══ Recorded data ══

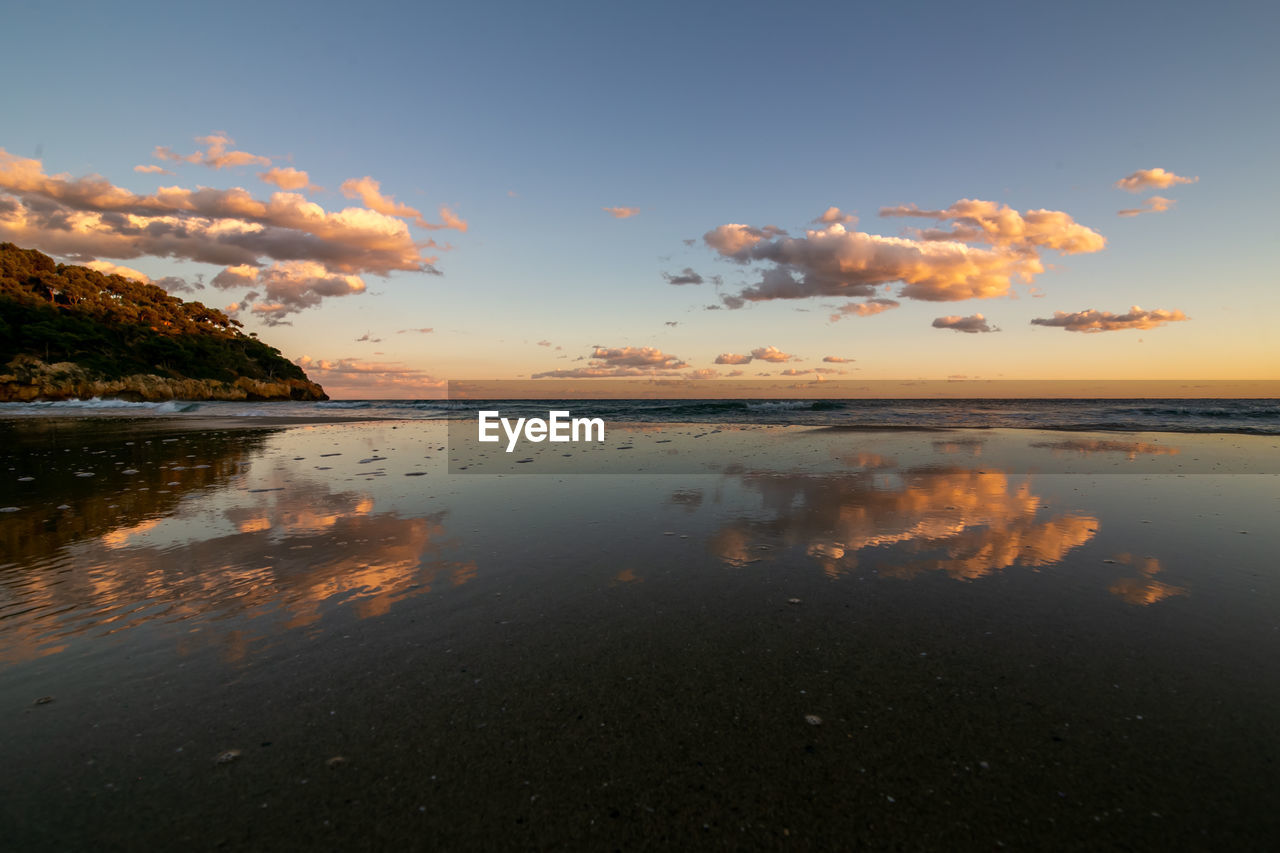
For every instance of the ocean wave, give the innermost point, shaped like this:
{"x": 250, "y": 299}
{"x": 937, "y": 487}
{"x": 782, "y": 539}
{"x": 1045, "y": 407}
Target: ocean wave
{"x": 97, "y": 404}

═══
══ Recorded data ══

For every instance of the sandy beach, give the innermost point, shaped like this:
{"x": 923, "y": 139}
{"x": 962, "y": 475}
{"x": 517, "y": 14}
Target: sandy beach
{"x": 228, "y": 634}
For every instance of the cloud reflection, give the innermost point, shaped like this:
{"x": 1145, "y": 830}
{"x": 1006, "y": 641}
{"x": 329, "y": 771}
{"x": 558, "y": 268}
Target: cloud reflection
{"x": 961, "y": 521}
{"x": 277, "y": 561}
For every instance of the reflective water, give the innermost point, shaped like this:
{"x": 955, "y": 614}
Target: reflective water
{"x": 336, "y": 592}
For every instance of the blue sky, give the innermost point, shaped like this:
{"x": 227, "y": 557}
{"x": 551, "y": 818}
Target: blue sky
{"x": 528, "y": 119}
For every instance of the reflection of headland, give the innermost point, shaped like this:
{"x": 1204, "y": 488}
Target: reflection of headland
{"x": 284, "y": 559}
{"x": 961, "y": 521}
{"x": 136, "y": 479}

═══

Goal:
Gather every line of the data above that contains the string "ocean", treating uppercase and lowercase as different.

Full output:
For every instance of the ocean wave, give the innermost point, shaped like this:
Target: ocean wave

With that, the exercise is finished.